### PROBLEM DESCRIPTION
Put the material into a numbered list, starting with the line that contains "Point to the small" and going on through the line that contains "x=447 y=259", with blank lines left out.

## START DATA SUPPLIED

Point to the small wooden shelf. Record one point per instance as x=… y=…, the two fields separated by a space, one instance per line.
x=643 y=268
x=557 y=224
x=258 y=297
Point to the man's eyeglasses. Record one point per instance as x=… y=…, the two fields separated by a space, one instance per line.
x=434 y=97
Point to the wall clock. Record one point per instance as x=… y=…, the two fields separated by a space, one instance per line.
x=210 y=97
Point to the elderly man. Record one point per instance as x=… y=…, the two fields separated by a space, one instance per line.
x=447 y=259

## END DATA SUPPLIED
## START DATA SUPPLIED

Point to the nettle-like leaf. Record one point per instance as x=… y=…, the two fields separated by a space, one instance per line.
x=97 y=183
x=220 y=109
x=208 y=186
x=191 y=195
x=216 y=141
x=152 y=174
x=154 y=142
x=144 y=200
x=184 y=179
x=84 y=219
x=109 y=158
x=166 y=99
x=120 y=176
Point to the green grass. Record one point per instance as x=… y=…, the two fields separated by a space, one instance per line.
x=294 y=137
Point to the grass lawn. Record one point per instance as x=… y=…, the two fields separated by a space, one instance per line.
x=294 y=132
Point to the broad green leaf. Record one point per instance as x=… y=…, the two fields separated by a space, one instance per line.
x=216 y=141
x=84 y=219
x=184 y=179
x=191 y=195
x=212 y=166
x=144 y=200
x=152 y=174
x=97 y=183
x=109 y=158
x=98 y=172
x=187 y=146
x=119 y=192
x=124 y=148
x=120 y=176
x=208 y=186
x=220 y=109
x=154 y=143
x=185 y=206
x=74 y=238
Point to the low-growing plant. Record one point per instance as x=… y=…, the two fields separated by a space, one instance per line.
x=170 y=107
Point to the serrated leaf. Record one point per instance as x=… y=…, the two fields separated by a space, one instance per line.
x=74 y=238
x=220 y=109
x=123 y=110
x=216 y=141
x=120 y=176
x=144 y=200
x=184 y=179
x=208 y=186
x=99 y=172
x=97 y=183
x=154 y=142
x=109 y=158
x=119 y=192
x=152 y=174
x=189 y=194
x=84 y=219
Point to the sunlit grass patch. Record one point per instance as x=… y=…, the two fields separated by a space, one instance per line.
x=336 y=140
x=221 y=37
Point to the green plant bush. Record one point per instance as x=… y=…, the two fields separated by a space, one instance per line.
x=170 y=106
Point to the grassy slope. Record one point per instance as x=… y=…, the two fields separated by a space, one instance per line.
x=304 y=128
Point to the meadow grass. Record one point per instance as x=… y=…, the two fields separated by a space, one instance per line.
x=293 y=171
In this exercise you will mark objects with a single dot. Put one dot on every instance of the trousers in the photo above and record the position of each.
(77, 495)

## END DATA SUPPLIED
## START DATA SUPPLIED

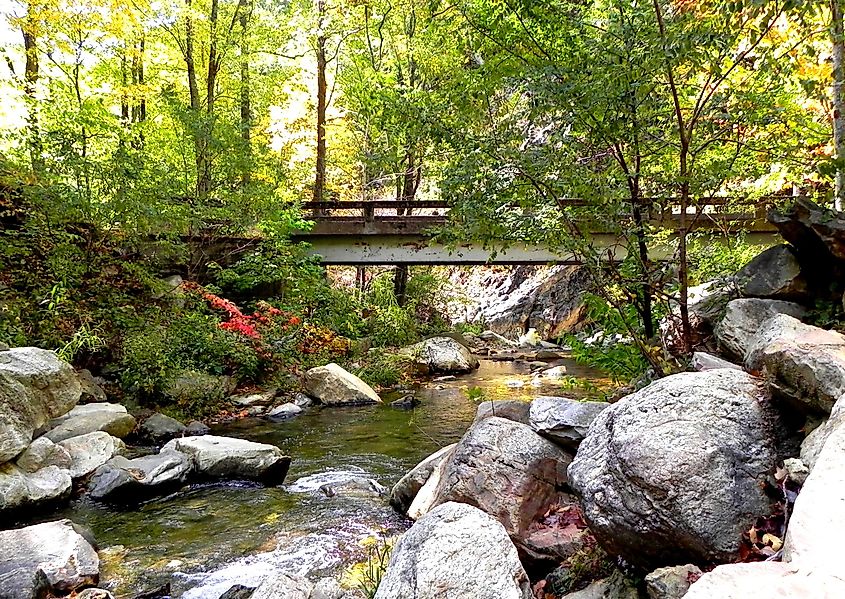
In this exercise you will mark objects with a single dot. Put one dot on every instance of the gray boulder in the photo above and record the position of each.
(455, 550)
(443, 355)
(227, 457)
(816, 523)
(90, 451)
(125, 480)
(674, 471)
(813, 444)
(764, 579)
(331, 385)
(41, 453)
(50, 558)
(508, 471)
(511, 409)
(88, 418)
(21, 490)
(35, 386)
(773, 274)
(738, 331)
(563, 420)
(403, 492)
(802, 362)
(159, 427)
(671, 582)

## END DATA SUPPLIED

### OUTPUT
1. Point to the small wooden shelf. Record one point per instance as x=… y=…, the two fields separated by a space, one instance per line.
2. x=643 y=268
3. x=557 y=224
4. x=258 y=297
5. Point to the man's eyeglasses. Record one point per instance as x=… y=…, the two fields separated by a space, one instance per line.
6. x=434 y=97
7. Point to the wall clock. Record one point per instance as x=… y=…, the two fields separated by a space, one instance per line.
8. x=210 y=97
9. Point to the elderly man. Record one point per instance as x=… y=…, the two fields separated by a space, one instance per line.
10. x=447 y=259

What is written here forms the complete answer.